(TEXT PROVIDED begins)

Grace Widelitz, 2019 Third place finisher, 2018 (finalist) & 2017 participant, Middlebury Union High School 2019, University of Pennsylvania
Through the little amount of neuroscience coursework at MUHS, I began to discover my passion for neuroscience, but wanted more. Then I found the Vermont Brain Bee, the perfect next step to exploring the field with access to amazing UVM professors and grad students who taught me so much about their research and shared fundamental neuroscience knowledge. Having the opportunity to more deeply explore the field through the VT Brain Bee helped confirm that I want to continue studying neuroscience in college and I believe that anyone who has the opportunity to participate in this unique experience should take it!
Kameron Clayton, Champlain Valley Union High School 2010, 2011 VBB alum, PhD candidate in Acoustic Neuroscience, Harvard University.
As a high school student growing up in rural Hinesburg, I received little exposure to neuroscience through my coursework. Luckily for me, and now many other students, the VT brainbee was created in my Junior year of high school, 10 years ago. By leveraging the expertise and resources of the UVM neuroscientists, Lisa has created a treasured educational experience, one which led me to pursue neuroscience as a career.
Jonah Lefkoe, 2014 VBB winner, 2013, 2012 participant, Middlebury Union High School, Harvard University.
Participating in the Vermont Brain Bee was one of the most important experiences of my high school career. Vermont Brain Bee allowed me to pursue my intellectual passion for neuroscience, and the work that I did in connection to my high school neuroscience club was vital for my admission to college. I am convinced that enrichment programs like Vermont Brain Bee are essential for expanding Vermont high school students’ collegiate prospects and academic vistas.
Tony Morielli, Associate Professor of Pharmacology, Director of Graduate Neuroscience Program, University of Vermont. VBB neuroscience judge.
Each year the Vermont Brain Bee gives Vermont high school students the opportunity to work directly with UVM neuroscience undergraduate and graduate students. These interactions start with undergraduate and graduate students teaching high school students using active teaching methods, hands-on work with neuroanatomy samples, and human brain cuttings at our neuroscience boot camps. In sum, the neuroscience boot camp and VBB provide outstanding formats for mutually enriching interactions between the members of the UVM scientific community and the Vermont scientists of the future.

(TEXT PROVIDED ends)
(RECORDS SUPPLIED begins)

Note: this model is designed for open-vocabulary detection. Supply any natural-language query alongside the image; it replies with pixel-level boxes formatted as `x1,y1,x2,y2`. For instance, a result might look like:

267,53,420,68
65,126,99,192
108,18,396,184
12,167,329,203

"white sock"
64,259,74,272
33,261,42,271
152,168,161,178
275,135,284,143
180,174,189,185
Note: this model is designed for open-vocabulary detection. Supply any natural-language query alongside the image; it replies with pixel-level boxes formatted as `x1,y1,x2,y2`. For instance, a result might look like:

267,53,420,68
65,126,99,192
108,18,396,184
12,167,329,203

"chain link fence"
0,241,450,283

(RECORDS SUPPLIED ends)
(RECORDS SUPPLIED begins)

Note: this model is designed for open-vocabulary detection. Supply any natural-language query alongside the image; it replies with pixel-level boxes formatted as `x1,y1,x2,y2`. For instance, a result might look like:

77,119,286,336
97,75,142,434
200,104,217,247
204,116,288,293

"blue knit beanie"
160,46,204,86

(RECORDS SUPPLIED ends)

◆ TASK TO COMPLETE ◆
Do the following statements agree with the Vermont Brain Bee testimonials? For each, answer yes or no and quote the words of the testimonials that decide it.
1. Kameron Clayton says the Vermont Brain Bee was created during Clayton's junior year of high school.
2. Jonah Lefkoe won the Vermont Brain Bee in 2013.
3. Tony Morielli says the neuroscience boot camps include human brain cuttings.

◆ THE ANSWER ◆
1. Yes: "the VT brainbee was created in my Junior year of high school, 10 years ago."
2. No: "Jonah Lefkoe, 2014 VBB winner, 2013, 2012 participant"
3. Yes: "hands-on work with neuroanatomy samples, and human brain cuttings at our neuroscience boot camps"